Gather every line in the records below that contains the word "corner", and reproduce each of those lines in full.
--------
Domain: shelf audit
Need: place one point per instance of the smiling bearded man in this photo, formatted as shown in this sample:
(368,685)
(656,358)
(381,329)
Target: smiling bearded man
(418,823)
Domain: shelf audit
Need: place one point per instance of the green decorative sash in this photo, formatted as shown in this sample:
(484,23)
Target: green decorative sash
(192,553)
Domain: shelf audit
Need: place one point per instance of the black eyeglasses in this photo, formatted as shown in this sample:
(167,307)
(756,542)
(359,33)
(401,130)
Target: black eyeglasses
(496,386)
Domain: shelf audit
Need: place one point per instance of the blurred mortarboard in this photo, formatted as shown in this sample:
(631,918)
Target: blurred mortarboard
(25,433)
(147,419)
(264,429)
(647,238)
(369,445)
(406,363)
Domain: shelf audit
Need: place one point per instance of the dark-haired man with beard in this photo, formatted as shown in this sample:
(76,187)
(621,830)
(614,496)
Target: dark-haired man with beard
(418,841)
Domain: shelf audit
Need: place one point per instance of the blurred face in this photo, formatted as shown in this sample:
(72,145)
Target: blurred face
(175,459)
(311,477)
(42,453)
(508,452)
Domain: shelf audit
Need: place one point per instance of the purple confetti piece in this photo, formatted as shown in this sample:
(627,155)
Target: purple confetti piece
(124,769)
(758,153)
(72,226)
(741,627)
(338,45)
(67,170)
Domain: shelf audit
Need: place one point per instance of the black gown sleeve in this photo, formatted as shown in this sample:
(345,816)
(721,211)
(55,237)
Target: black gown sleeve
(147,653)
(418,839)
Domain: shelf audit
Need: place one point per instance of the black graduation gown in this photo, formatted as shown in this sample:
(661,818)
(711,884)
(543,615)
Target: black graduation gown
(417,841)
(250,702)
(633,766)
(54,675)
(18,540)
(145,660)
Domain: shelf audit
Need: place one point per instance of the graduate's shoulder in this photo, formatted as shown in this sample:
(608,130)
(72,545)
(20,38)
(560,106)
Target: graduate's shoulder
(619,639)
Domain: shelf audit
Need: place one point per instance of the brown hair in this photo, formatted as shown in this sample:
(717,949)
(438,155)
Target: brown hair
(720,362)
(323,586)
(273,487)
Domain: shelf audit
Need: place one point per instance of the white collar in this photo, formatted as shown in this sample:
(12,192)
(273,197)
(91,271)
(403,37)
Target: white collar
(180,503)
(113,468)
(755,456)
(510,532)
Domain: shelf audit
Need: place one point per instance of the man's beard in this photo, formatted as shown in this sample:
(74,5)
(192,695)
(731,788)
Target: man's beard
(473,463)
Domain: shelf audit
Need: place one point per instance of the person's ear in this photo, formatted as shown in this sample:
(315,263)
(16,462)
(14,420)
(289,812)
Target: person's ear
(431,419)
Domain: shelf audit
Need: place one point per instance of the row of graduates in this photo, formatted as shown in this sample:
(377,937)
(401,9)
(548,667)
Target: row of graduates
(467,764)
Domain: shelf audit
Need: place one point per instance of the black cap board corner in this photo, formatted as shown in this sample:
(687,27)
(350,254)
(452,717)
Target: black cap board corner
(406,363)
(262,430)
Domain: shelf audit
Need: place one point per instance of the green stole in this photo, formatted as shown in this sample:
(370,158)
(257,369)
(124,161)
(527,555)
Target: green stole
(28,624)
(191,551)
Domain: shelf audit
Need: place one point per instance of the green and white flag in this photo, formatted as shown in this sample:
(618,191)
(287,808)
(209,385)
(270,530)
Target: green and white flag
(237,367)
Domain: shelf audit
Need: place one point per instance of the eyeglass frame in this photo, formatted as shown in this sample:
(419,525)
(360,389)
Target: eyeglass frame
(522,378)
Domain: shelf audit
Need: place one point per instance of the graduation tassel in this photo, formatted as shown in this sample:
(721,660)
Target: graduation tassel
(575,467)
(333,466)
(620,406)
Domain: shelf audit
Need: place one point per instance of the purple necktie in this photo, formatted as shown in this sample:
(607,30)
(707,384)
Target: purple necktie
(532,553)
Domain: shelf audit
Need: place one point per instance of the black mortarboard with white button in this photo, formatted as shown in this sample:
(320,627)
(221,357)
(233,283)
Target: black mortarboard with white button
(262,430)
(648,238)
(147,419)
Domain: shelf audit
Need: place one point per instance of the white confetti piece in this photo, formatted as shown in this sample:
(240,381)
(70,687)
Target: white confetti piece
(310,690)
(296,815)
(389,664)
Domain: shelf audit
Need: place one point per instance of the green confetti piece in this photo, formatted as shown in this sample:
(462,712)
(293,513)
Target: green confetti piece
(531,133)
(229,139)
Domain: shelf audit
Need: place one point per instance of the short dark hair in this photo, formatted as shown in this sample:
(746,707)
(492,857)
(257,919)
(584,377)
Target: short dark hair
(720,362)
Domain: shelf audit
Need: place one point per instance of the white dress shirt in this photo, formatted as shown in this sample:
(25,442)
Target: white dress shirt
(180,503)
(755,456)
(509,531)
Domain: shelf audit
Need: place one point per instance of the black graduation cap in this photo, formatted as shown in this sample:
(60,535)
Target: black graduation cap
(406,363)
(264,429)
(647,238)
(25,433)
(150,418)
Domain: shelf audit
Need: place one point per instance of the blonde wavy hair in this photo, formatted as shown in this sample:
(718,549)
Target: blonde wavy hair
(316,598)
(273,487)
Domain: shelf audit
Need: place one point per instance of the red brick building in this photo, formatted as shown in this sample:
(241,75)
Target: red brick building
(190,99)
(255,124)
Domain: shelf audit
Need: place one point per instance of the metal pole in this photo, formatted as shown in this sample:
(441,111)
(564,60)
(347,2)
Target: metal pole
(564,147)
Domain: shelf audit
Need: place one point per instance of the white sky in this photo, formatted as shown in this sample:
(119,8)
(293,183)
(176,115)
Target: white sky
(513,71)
--------
Result ::
Need: place one point per instance of the black cap board corner in this photo, formatted as shown in this sample:
Target: black cap board corner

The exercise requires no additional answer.